→ **Stated task**: Keep the pictures out of the copy and print all the entries below exactly.

→ **Entries**:

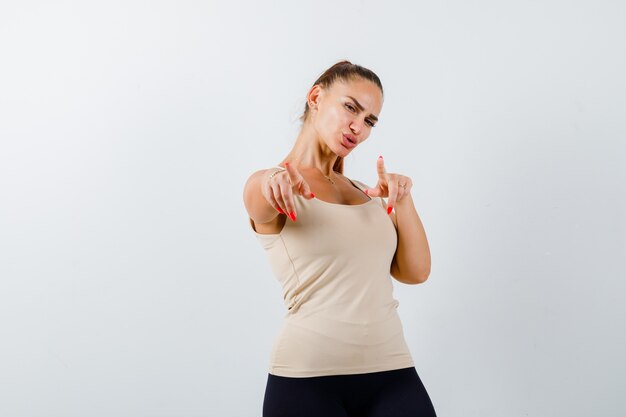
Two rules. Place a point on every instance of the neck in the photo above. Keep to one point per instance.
(310, 151)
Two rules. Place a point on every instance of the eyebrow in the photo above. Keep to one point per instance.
(361, 107)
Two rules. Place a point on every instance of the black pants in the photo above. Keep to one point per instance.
(396, 393)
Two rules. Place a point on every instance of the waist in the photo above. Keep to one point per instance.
(320, 345)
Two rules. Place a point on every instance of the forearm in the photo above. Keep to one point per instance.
(412, 257)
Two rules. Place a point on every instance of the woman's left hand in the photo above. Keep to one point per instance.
(393, 186)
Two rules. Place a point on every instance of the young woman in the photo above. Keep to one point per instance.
(334, 244)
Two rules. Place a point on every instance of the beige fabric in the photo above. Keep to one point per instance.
(333, 265)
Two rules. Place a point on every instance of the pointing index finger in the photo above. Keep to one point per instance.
(380, 167)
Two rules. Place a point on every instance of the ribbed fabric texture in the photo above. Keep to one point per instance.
(333, 265)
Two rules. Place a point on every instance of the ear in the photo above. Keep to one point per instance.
(313, 97)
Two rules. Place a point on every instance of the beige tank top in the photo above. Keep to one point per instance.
(333, 265)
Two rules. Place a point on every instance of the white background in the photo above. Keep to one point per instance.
(132, 285)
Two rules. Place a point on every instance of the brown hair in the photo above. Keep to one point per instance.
(341, 71)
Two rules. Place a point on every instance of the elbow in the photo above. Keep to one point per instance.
(421, 277)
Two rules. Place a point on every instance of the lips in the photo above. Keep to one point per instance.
(349, 141)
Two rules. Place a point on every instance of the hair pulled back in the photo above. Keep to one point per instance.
(341, 71)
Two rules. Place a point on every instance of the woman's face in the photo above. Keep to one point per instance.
(346, 112)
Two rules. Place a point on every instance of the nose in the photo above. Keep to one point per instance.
(355, 126)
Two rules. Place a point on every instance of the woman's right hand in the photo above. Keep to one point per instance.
(279, 190)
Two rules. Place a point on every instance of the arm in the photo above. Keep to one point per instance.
(411, 263)
(257, 206)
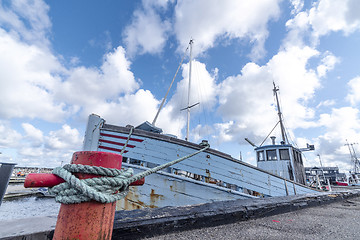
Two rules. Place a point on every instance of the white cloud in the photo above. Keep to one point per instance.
(33, 134)
(147, 33)
(224, 19)
(327, 63)
(326, 103)
(247, 99)
(27, 20)
(66, 138)
(324, 17)
(8, 136)
(354, 92)
(335, 15)
(297, 6)
(27, 84)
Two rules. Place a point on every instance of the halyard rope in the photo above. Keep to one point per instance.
(103, 189)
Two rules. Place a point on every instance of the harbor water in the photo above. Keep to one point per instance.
(26, 207)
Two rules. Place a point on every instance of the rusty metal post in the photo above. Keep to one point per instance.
(5, 174)
(88, 220)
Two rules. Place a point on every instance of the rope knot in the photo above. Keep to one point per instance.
(110, 188)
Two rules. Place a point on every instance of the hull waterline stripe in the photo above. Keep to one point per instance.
(116, 143)
(121, 137)
(111, 149)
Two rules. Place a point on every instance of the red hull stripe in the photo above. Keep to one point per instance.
(111, 149)
(121, 137)
(116, 143)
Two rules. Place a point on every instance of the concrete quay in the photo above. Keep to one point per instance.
(330, 215)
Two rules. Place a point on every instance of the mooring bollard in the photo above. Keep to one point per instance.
(6, 170)
(86, 220)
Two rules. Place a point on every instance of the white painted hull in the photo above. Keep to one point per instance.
(211, 175)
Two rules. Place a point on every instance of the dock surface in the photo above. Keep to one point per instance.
(339, 220)
(331, 215)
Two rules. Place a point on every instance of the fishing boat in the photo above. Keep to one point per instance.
(209, 176)
(354, 177)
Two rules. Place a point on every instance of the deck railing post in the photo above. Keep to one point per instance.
(287, 191)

→ **Solution for this task**:
Two rules. Place a point on every instance of the neck in the photo above. Keep to one point per instance.
(310, 151)
Two rules. Place a point on every instance of the eyebrow in the photo above. Keep to one point per instance.
(361, 107)
Two rules. Place a point on every instance of the black pants in the photo above. Keep to one point per instance.
(396, 393)
Two rules. Place a point on every instance of the waist in the photo above. Keep to one point per instance.
(320, 345)
Two rules. Place a point on every instance of the forearm in the photo above. Keep to one point per instance.
(412, 257)
Two rules. Place a point on every instance of the woman's left hand in the photo above. Keep to one point per instance.
(393, 186)
Two rules. Place a point on every instance of the young woman in the photo above. Keep to one point per instance.
(334, 244)
Two rules. Place a point on every instance of the beige fabric in the photo above. Keep to one point per instance.
(333, 265)
Two rules. Place a point on every instance of the pointing index finger in the photo above. Keep to one point per instance.
(380, 167)
Two rules. Place a point on every instance of the ribbed fabric texture in the photo above. Keep to one point per instance.
(333, 265)
Two rules. Place a point on every instance of the ear in the photo above. Keep to one point per instance.
(313, 97)
Two rules. Place a point on every instance of the beige tank top in the photo above. Keep to one point per instance.
(333, 265)
Two rules. Place a point on every instance of the white background in the photo above. Keep to one point per instance.
(132, 285)
Two rules. Place a point on every instance of the brown hair in the photo above. Keep to one point per instance.
(341, 71)
Two rules. Place a point on every instance of the elbow in the photo above. Keep to one point per instance.
(421, 277)
Two rules. Place a point on every instance of the lips in the photo above. Keep to one point per instance.
(349, 141)
Two rules. Place a point on every instance of the hair pulled back in the photo above. Keep to one point per instance.
(341, 71)
Two rules. Place a point on every instance of the woman's face in the photo above. Keep to one point per instance.
(346, 112)
Two rules. Place a point on every instance of the nose in the photo above. Keep to one point per instance.
(355, 126)
Two rules. Place a point on every instance of the woman's right hand in the photo above. Keep to one point per instance.
(279, 190)
Two rules. Place a point on every instance of the arm in the photo above. Keep to one point per instance.
(411, 263)
(257, 206)
Two rules. Place a point on every instance of the white cloud in the photo above. Keep to one point per instance.
(33, 134)
(147, 33)
(224, 19)
(327, 63)
(326, 103)
(247, 99)
(27, 20)
(66, 138)
(324, 17)
(8, 136)
(354, 92)
(335, 15)
(297, 6)
(27, 84)
Two rules. Place a point on every instance of the halyard rope in the photo above. Keep to one point per instance.
(103, 189)
Two rules. Place a point on every instance of the harbor water in the photo above. Keep to one point per instance.
(26, 207)
Two rules. Place a point on every instance of the rusty metal post in the photo above. Keep to one point per instance.
(5, 174)
(88, 220)
Two rules. Place a point on every instance of the rope knot in the photo above. Keep to one point per instance.
(110, 188)
Two rules. Place a point on every instance of the hull waterline stripe in the photo above. Keep to one point per instance.
(116, 143)
(121, 137)
(111, 149)
Two rules. Place a point on every instance of the red hull stripe in the photo above. Keep to one point per instance.
(111, 149)
(121, 137)
(116, 143)
Two rules. Place a point on every instance of the concrete quay in the photo above. Keep to one point per instance.
(330, 215)
Two rules. Place a point on every instance of the mooring bollard in the photo above. Keep to one point per instance.
(6, 170)
(86, 220)
Two rules. Place a point on every instance of the white painted hull in the photo above. Keep to one point per instance.
(211, 175)
Two rules. Place a point on every instance of the dock surface in the photo above. Keep to one point per instance.
(339, 220)
(331, 215)
Two rules. Place a point on every instance of the fishing boat in the photo above. Keep to one point per instance.
(209, 176)
(354, 177)
Two rules. Place a point on every instance of the deck railing post in the photo above. Keep to one point per instance.
(287, 191)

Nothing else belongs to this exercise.